# Exercise requirements:
Can you copy every line of the records below word for word, leaving out the pictures?

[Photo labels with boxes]
— Start —

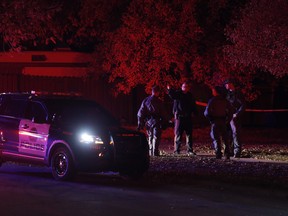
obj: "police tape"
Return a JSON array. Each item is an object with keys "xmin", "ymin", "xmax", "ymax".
[{"xmin": 196, "ymin": 101, "xmax": 288, "ymax": 112}]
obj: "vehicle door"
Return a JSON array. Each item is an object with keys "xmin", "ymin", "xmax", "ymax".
[
  {"xmin": 19, "ymin": 101, "xmax": 50, "ymax": 159},
  {"xmin": 0, "ymin": 99, "xmax": 27, "ymax": 156}
]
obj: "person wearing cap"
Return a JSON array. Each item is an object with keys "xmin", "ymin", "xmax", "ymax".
[
  {"xmin": 224, "ymin": 80, "xmax": 246, "ymax": 158},
  {"xmin": 204, "ymin": 86, "xmax": 233, "ymax": 159},
  {"xmin": 167, "ymin": 82, "xmax": 198, "ymax": 156},
  {"xmin": 137, "ymin": 86, "xmax": 168, "ymax": 156}
]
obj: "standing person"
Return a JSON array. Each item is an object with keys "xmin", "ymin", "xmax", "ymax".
[
  {"xmin": 167, "ymin": 82, "xmax": 198, "ymax": 156},
  {"xmin": 224, "ymin": 80, "xmax": 246, "ymax": 158},
  {"xmin": 137, "ymin": 86, "xmax": 168, "ymax": 156},
  {"xmin": 204, "ymin": 86, "xmax": 233, "ymax": 159}
]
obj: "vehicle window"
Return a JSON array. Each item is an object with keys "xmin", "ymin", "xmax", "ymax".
[
  {"xmin": 45, "ymin": 100, "xmax": 117, "ymax": 125},
  {"xmin": 2, "ymin": 99, "xmax": 27, "ymax": 118},
  {"xmin": 25, "ymin": 102, "xmax": 47, "ymax": 122}
]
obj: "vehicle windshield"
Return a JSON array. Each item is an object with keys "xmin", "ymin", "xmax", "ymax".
[{"xmin": 46, "ymin": 99, "xmax": 118, "ymax": 126}]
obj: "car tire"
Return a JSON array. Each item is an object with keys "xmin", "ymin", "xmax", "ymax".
[{"xmin": 51, "ymin": 147, "xmax": 75, "ymax": 181}]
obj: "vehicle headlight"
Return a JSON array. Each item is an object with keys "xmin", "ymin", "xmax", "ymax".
[{"xmin": 79, "ymin": 133, "xmax": 104, "ymax": 144}]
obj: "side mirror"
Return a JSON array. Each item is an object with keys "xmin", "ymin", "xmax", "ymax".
[{"xmin": 32, "ymin": 116, "xmax": 47, "ymax": 124}]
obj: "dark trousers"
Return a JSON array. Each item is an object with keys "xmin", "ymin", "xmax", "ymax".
[
  {"xmin": 174, "ymin": 117, "xmax": 193, "ymax": 153},
  {"xmin": 210, "ymin": 120, "xmax": 230, "ymax": 158},
  {"xmin": 147, "ymin": 125, "xmax": 162, "ymax": 156},
  {"xmin": 229, "ymin": 118, "xmax": 242, "ymax": 157}
]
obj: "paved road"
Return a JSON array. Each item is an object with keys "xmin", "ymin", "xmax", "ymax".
[{"xmin": 0, "ymin": 164, "xmax": 288, "ymax": 216}]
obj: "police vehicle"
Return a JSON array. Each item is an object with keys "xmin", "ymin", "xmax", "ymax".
[{"xmin": 0, "ymin": 93, "xmax": 149, "ymax": 180}]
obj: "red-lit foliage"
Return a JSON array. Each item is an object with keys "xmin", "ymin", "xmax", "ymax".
[
  {"xmin": 0, "ymin": 0, "xmax": 288, "ymax": 100},
  {"xmin": 101, "ymin": 0, "xmax": 201, "ymax": 93},
  {"xmin": 225, "ymin": 0, "xmax": 288, "ymax": 77}
]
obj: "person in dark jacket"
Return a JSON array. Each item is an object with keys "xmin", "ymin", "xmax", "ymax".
[
  {"xmin": 167, "ymin": 82, "xmax": 198, "ymax": 156},
  {"xmin": 204, "ymin": 86, "xmax": 233, "ymax": 159},
  {"xmin": 224, "ymin": 80, "xmax": 246, "ymax": 158},
  {"xmin": 137, "ymin": 86, "xmax": 168, "ymax": 156}
]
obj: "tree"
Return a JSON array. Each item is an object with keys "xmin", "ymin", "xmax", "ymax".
[
  {"xmin": 225, "ymin": 0, "xmax": 288, "ymax": 78},
  {"xmin": 96, "ymin": 0, "xmax": 201, "ymax": 93}
]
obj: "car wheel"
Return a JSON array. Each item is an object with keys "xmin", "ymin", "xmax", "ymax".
[{"xmin": 51, "ymin": 147, "xmax": 75, "ymax": 181}]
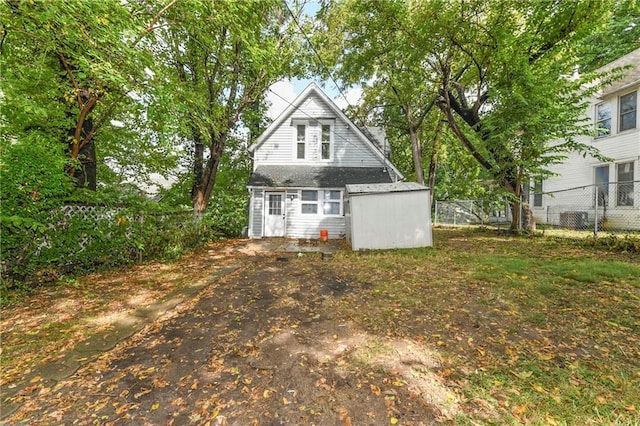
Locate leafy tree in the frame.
[580,0,640,72]
[148,0,294,217]
[0,0,178,190]
[320,0,610,228]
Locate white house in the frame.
[247,83,402,238]
[529,49,640,229]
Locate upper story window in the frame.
[533,179,542,207]
[595,165,609,207]
[320,124,331,160]
[616,161,633,206]
[596,102,611,137]
[296,124,307,159]
[620,92,638,132]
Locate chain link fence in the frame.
[434,181,640,237]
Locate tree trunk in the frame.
[409,126,424,185]
[69,94,97,191]
[428,120,443,206]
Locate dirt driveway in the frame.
[6,245,448,425]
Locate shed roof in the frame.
[347,182,429,194]
[247,165,392,188]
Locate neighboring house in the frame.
[247,84,402,239]
[529,49,640,229]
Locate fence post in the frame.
[593,185,600,240]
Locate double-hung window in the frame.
[320,124,331,160]
[595,165,609,207]
[296,124,307,160]
[596,102,611,137]
[301,191,318,214]
[322,191,342,216]
[300,190,342,216]
[533,179,542,207]
[620,91,638,132]
[616,161,633,206]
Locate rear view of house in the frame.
[529,49,640,230]
[247,83,402,238]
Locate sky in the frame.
[267,78,362,120]
[267,0,362,120]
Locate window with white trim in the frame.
[533,179,542,207]
[300,190,342,216]
[320,124,331,160]
[300,191,318,214]
[595,165,609,207]
[322,191,342,216]
[619,91,638,132]
[616,161,633,206]
[596,102,611,137]
[296,124,307,159]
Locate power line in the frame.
[269,89,387,161]
[282,0,366,127]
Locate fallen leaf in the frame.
[371,385,382,396]
[531,383,547,393]
[545,413,558,426]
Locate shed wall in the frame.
[347,191,433,250]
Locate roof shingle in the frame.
[248,165,392,188]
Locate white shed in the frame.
[345,182,433,250]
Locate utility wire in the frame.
[282,0,366,127]
[269,89,387,161]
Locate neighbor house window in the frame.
[620,92,638,132]
[596,166,609,206]
[320,124,331,160]
[596,102,611,137]
[533,179,542,207]
[322,191,342,215]
[296,124,307,159]
[616,161,633,206]
[300,191,318,214]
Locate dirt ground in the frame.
[0,233,640,426]
[6,248,448,425]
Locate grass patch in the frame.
[331,229,640,424]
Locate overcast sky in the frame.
[267,79,362,120]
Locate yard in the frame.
[0,229,640,425]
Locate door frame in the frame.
[262,190,287,238]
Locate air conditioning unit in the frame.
[560,212,589,229]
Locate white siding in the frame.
[253,91,384,167]
[249,189,264,238]
[531,84,640,225]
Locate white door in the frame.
[264,192,284,237]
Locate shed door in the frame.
[264,192,285,237]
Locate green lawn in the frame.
[331,229,640,425]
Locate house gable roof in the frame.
[598,49,640,97]
[249,83,404,179]
[247,165,392,188]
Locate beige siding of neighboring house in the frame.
[249,82,399,239]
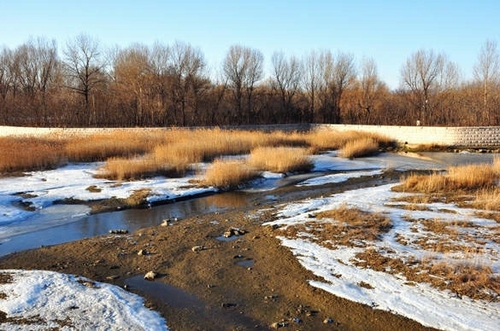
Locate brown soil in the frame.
[0,172,438,330]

— End —

# Exercise solution:
obj: "police tape"
Return a JSON array. Each item is an object with keys "xmin", "ymin", "xmax", "ymax".
[{"xmin": 196, "ymin": 101, "xmax": 288, "ymax": 112}]
obj: "vehicle door"
Return a JSON array. Each item is an object with keys "xmin", "ymin", "xmax", "ymax".
[
  {"xmin": 19, "ymin": 101, "xmax": 50, "ymax": 159},
  {"xmin": 0, "ymin": 99, "xmax": 27, "ymax": 156}
]
obj: "person wearing cap"
Return a JSON array. Each item is an object with keys "xmin", "ymin", "xmax", "ymax".
[
  {"xmin": 224, "ymin": 80, "xmax": 246, "ymax": 158},
  {"xmin": 204, "ymin": 86, "xmax": 233, "ymax": 159},
  {"xmin": 167, "ymin": 82, "xmax": 198, "ymax": 156},
  {"xmin": 137, "ymin": 86, "xmax": 168, "ymax": 156}
]
obj: "standing person"
Return a JSON array. Each item is an object with keys "xmin", "ymin", "xmax", "ymax".
[
  {"xmin": 167, "ymin": 82, "xmax": 198, "ymax": 156},
  {"xmin": 224, "ymin": 80, "xmax": 246, "ymax": 158},
  {"xmin": 137, "ymin": 86, "xmax": 168, "ymax": 156},
  {"xmin": 204, "ymin": 86, "xmax": 233, "ymax": 159}
]
obj: "vehicle window"
Return a JSON array. Each item is an object with keys "xmin", "ymin", "xmax", "ymax".
[
  {"xmin": 45, "ymin": 100, "xmax": 117, "ymax": 125},
  {"xmin": 2, "ymin": 99, "xmax": 27, "ymax": 118},
  {"xmin": 25, "ymin": 102, "xmax": 47, "ymax": 122}
]
obj: "vehicle windshield"
Return a JSON array. Each item is an object with keys "xmin", "ymin", "xmax", "ymax".
[{"xmin": 46, "ymin": 99, "xmax": 118, "ymax": 126}]
obj: "car tire"
Return a JSON array. Each item is an object with keys "xmin", "ymin", "xmax", "ymax".
[{"xmin": 51, "ymin": 147, "xmax": 75, "ymax": 181}]
obj: "vehicle headlight"
Return a JSON array. Each item is an object with keys "xmin", "ymin", "xmax", "ymax".
[{"xmin": 79, "ymin": 133, "xmax": 104, "ymax": 144}]
obj: "side mirror"
Return a JSON array. Each item is an object with keys "xmin", "ymin", "xmax", "ymax".
[{"xmin": 32, "ymin": 116, "xmax": 47, "ymax": 124}]
obj: "dark trousers"
Return a JSON array. Each item is an object with keys "xmin", "ymin", "xmax", "ymax".
[
  {"xmin": 174, "ymin": 117, "xmax": 193, "ymax": 153},
  {"xmin": 210, "ymin": 120, "xmax": 230, "ymax": 158},
  {"xmin": 147, "ymin": 125, "xmax": 162, "ymax": 156},
  {"xmin": 229, "ymin": 118, "xmax": 242, "ymax": 157}
]
obj: "paved road"
Return a JSON array. Each item is an object with keys "xmin", "ymin", "xmax", "ymax".
[{"xmin": 0, "ymin": 164, "xmax": 288, "ymax": 216}]
obj: "police vehicle"
Return a JSON array. Each item is an object with keys "xmin", "ymin", "xmax", "ymax".
[{"xmin": 0, "ymin": 93, "xmax": 149, "ymax": 180}]
obj: "red-lit foliage"
Return a JSON array. Each item is an object with keys "xmin", "ymin", "xmax", "ymax".
[
  {"xmin": 0, "ymin": 0, "xmax": 288, "ymax": 100},
  {"xmin": 101, "ymin": 0, "xmax": 201, "ymax": 93},
  {"xmin": 225, "ymin": 0, "xmax": 288, "ymax": 77}
]
obj: "person in dark jacket"
Return a JSON array. Each item is an object with keys "xmin", "ymin", "xmax", "ymax".
[
  {"xmin": 167, "ymin": 82, "xmax": 198, "ymax": 156},
  {"xmin": 204, "ymin": 86, "xmax": 233, "ymax": 159},
  {"xmin": 224, "ymin": 80, "xmax": 246, "ymax": 158},
  {"xmin": 137, "ymin": 86, "xmax": 168, "ymax": 156}
]
obj: "tree"
Return a JSON array. Each item is an object with keys "xmin", "ymin", "xmax", "ymax".
[
  {"xmin": 225, "ymin": 0, "xmax": 288, "ymax": 78},
  {"xmin": 96, "ymin": 0, "xmax": 201, "ymax": 93}
]
obj: "car wheel"
Return a JSON array. Each item is an object with keys "xmin", "ymin", "xmax", "ymax".
[{"xmin": 51, "ymin": 147, "xmax": 75, "ymax": 181}]
Locate leafy tree in the frame.
[580,0,640,72]
[148,0,294,217]
[0,0,178,190]
[320,0,610,228]
Locate white house in the frame.
[247,83,402,238]
[529,49,640,229]
Locate upper story window in the frame.
[533,179,542,207]
[595,165,609,207]
[320,124,331,160]
[616,161,633,206]
[596,102,611,137]
[296,124,307,159]
[620,92,638,132]
Locate chain link fence in the frame.
[434,181,640,237]
Locate tree trunk in the frame.
[409,126,424,185]
[69,94,97,191]
[428,120,443,206]
Locate dirt driveway in the frame.
[6,245,448,425]
Locate shed roof in the frame.
[347,182,429,194]
[247,165,392,188]
Locate neighboring house in the frame.
[247,84,402,239]
[529,49,640,229]
Locate fence post in the frame.
[593,185,600,240]
Locate double-hung window in the frame.
[320,124,331,160]
[595,165,609,207]
[296,124,307,160]
[596,102,611,137]
[301,191,318,214]
[322,191,342,216]
[300,190,342,216]
[533,179,542,207]
[620,91,638,132]
[616,161,633,206]
Locate rear view of house in the frame.
[529,49,640,230]
[247,83,402,238]
Locate sky in the frame.
[267,78,362,120]
[267,0,362,120]
Locate window with white trim in the frame.
[533,179,542,207]
[300,190,342,216]
[320,124,331,160]
[300,191,318,214]
[595,165,609,207]
[322,191,342,216]
[619,91,638,132]
[616,161,633,206]
[596,102,611,137]
[296,124,307,159]
Locate power line in the frame.
[269,89,387,161]
[282,0,366,127]
Locate fallen leaf in the frame.
[371,385,382,396]
[531,383,547,393]
[545,413,558,426]
Locate shed wall in the frame.
[347,191,433,250]
Locate roof shingle in the frame.
[248,165,392,188]
Locate white shed in the frame.
[345,182,433,250]
Locate utility wire in the frame.
[282,0,366,127]
[269,89,387,161]
Locate neighbor house window in the frame.
[620,92,638,132]
[596,166,609,206]
[320,124,331,160]
[596,102,611,137]
[533,179,542,207]
[322,191,342,215]
[296,124,307,159]
[616,161,633,206]
[300,191,318,214]
Locate dirt ground in the frame.
[0,233,640,426]
[6,248,448,425]
Locate grass patch in the frame.
[331,229,640,424]
Locate overcast sky in the frame.
[267,79,362,120]
Locate yard in the frame.
[0,229,640,425]
Locate door frame in the frame.
[262,190,287,238]
Locate air conditioning unit in the frame.
[560,212,589,229]
Locate white siding in the frame.
[253,91,384,167]
[249,189,264,238]
[531,84,640,225]
Locate white door in the frame.
[264,192,284,237]
Locate shed door in the frame.
[264,192,285,237]
Locate green lawn in the frame.
[331,229,640,425]
Locate house gable roof in the frame.
[598,49,640,97]
[249,83,404,179]
[247,165,392,188]
Locate beige siding of neighboring house in the frame.
[249,82,399,239]
Locate brown soil in the frame.
[0,172,438,330]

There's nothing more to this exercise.